36. Subsection (5) provides that subsection (4) will not apply to employees of a permanent establishment of a flow-through entity.
37. Subsection (6) ensures that the first condition of subsection (3) will be met if the employment costs of a person are paid by a permanent establishment that does not prepare financial statements, and those costs would have been recorded in the notional statements of the permanent establishment.
38. New section 229H provides rules for determining the value of tangible fixed assets of a member, for the purposes of UTPR allocation.
39. Subsections (1) and (2) provide that the value of tangible fixed assets for a member is the average of that value at the beginning and end of the period. The value used is to be net of depreciation, depletion, and impairment.
40. Subsections (3) and (4) provide that where a member joins or leaves the group during the period, the value of its tangible fixed assets used for the purposes of subsection (1) at the start or end of the period will be nil if it is not a member at that time.
41. Subsection (5) provides that where a permanent establishment does not prepare separate financial statements, notional values are to be used, and those values are to be excluded from the accounts of the main entity for the purposes of this section.
42. Subsection (6) provides that tangible fixed assets held by flow-through entities are to be treated as being held by members of the group that (a) are located in the same territory as the flow-through entity and (b) are not flow-through entities themselves. If there is no such member, the assets are ignored for UTPR allocation purposes.
43. Subsection (7) provides that subsection (4) will not apply to assets which are held by a permanent establishment of a flow-through entity.
44. Subsection (8) defines “tangible fixed assets” for the purposes of new Chapter 9A.

> Records provided:

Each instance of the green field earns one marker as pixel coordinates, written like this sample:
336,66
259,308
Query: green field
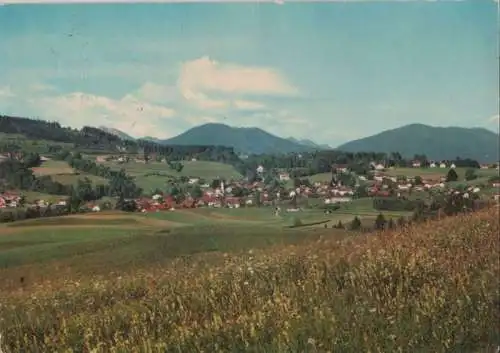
61,172
201,169
161,283
438,172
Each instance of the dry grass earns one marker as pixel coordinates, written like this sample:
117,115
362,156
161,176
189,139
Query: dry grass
433,288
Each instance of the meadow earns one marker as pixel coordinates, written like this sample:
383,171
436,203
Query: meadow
145,173
61,172
168,285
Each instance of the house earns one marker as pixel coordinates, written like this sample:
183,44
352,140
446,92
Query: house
342,168
284,176
334,200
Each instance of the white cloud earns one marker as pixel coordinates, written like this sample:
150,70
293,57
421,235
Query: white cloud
134,116
155,93
6,92
205,74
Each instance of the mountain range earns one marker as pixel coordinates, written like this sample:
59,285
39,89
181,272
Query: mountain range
435,142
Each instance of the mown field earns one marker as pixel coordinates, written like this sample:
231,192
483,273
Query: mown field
61,172
167,288
145,173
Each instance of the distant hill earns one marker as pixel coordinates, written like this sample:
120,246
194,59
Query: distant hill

> Task description:
Please answer these questions from the UTPR notes above:
(a) According to subsections (1) and (2) of new section 229H, how is the value of a member's tangible fixed assets worked out?
(b) Under subsection (6) of section 229H, what happens to tangible fixed assets held by a flow-through entity when no suitable member exists?
(c) What term does subsection (8) define, and for what purposes?

> The completed task:
(a) It is the average of the value at the beginning and end of the period, net of depreciation, depletion, and impairment.
(b) The assets are ignored for UTPR allocation purposes.
(c) It defines "tangible fixed assets" for the purposes of new Chapter 9A.